| Goal a |
Show each line of the records that contains the string "stack", copied in full.

| Text segment |
══════════════════════════════

“Frankly speaking, these are just fancy words we use to name something we do not understand.” Christian Boehmer, quoted on MSNBC, discussing dark matter and dark energy.
I haven’t spent much time at all studying dark matter and dark energy (who has time to be an expert on everything?), but I do find the concepts interesting, and mildly amusing. The MSNBC article discusses a new model, where DM and DE are actually the same – a Dark Fluid. I guess it makes sense that if matter and energy are in a sense equal, that so it “the dark side.”
I completely understand the need to create models – which we know are inadequate and inaccurate – to try to understand the unknown, as I have recently discussed. So, I appreciate it when cosmologists admit that possibly 95% of the universe is made up of something which no one as yet understands (although the common person tends to believe that if scientists talk about dark energy, it must exist). It is this parenthetical remark that I find somewhat problematic.
In a world where many people still in effect worship science – that is, take imperfect scientific models to be “fact” in a more concrete sense than do scientists – the use of imaginary particles & energies as well as relying on imaginary numbers for scientific theories has the effect of creating the near equivalent of Athen’s “unknown god” (Acts 17:23). The Athenians had, in essence, created their own “model” to fill in the “gaps” in their understanding. (Now, certainly I am approaching everything here from a theological/philosophical POV, including Dark Whatever. I am obviously not speaking scientifically.)
Paul, as we know, responded to this idol to an unknown god by saying, “Now what you worship as something unknown I am going to proclaim to you.” He wasn’t, of course, speaking specifically about whatever they may have believed about this particular god, but more to the fact that they had admitted a gap in their knowledge. As they didn’t know about the Christian vier of God, this was something unknown to them, and so an appropriate connection was made.

══════════════════════════════

| Material to process |
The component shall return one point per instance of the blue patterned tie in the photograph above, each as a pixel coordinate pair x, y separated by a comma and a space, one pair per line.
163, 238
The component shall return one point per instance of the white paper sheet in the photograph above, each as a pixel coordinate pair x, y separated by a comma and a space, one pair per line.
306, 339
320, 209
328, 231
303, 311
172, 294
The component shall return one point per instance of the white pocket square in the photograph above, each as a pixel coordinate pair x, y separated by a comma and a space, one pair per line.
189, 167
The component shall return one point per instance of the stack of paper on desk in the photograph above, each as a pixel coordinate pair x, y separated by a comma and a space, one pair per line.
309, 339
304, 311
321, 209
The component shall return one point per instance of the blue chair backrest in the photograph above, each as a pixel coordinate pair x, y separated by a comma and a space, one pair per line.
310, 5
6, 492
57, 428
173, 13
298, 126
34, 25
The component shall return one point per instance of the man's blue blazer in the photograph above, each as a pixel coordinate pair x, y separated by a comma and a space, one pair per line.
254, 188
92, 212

══════════════════════════════

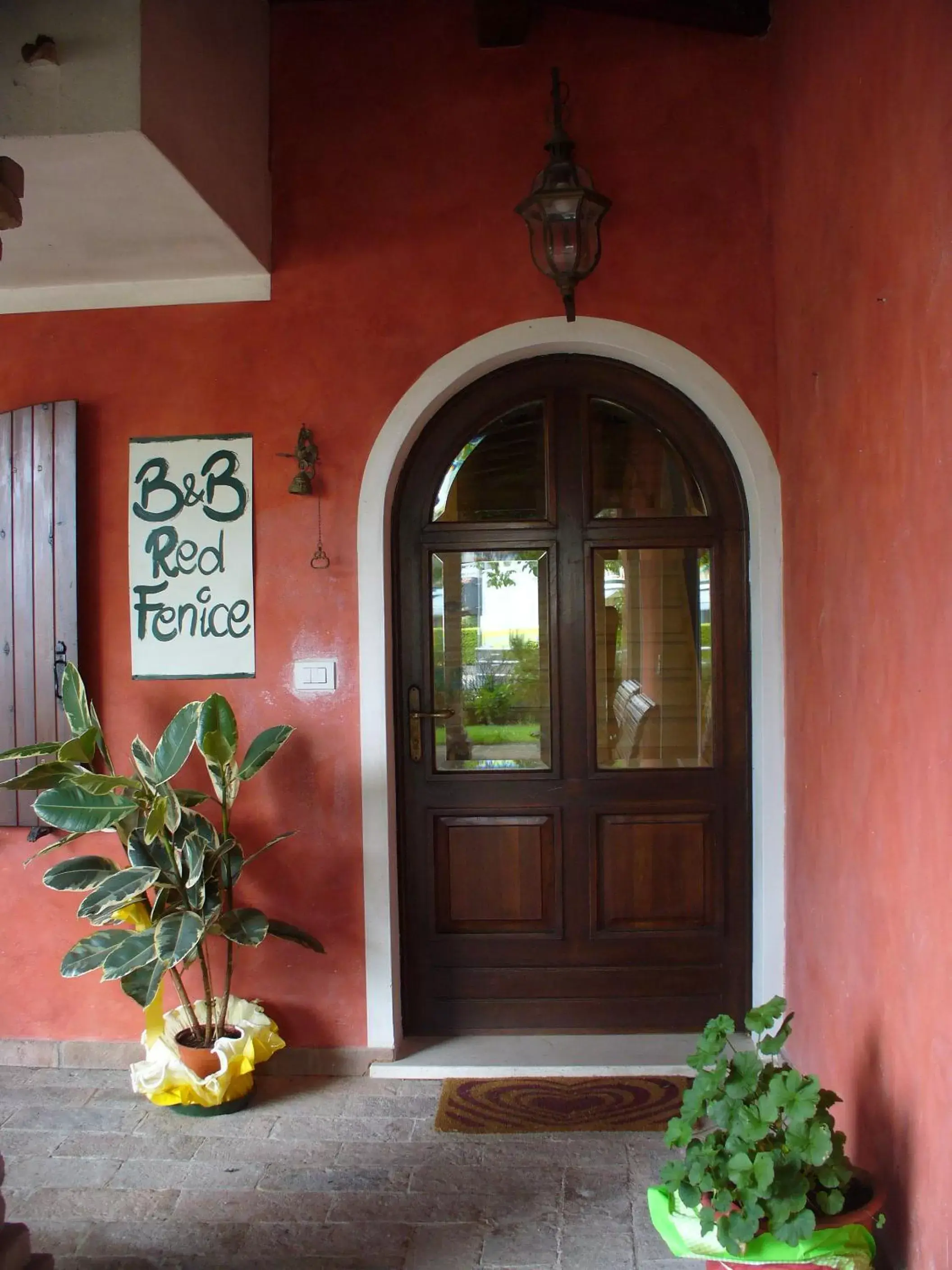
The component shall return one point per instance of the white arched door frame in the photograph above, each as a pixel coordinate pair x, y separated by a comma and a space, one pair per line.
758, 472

══════════════════════════════

| Goal b |
Please resume the piece on dark matter and the unknown god, continuing on from its final sentence.

| Exercise response a |
The component shall return one point per instance of the stack of paper on desk in the photograph above, each as a pixel coordinate pair x, y separated by a comma and a space, one pair per line.

| Exercise response b |
Much has been bantered about by those holding to a materialist worldview about the “God of the gaps,” always derogatorily. This is not to say that they have no unknowns, but rather that they filter the possibilities for what might exist as an unknown. This, now, is not a scientific opinion, but a philosophical one. It’s like saying, “I’m not sure what color the sky really is, but I know it’s not blue, because I don’t believe that the color blue exists.”
For the Christian, however, it is perfectly appropriate to speak theologically and philosophically and proclaim the God which is unknown to materialistic science, the “God of the gaps.” However, I believe that materialists are correct in that such a proclamation is not appropriate as science, but not for the same reason. It is inappropriate, because to attempt to fit God into a scientific box is to fall into the philosophical error of thinking that God needs to be argued, explained, or proved. Absurd. As I’ve indicated in the past, materialism is a defective, inadequate philosophy, and science is limited in what it can address. The truth of the God of the gaps merely needs to be proclaimed and lived.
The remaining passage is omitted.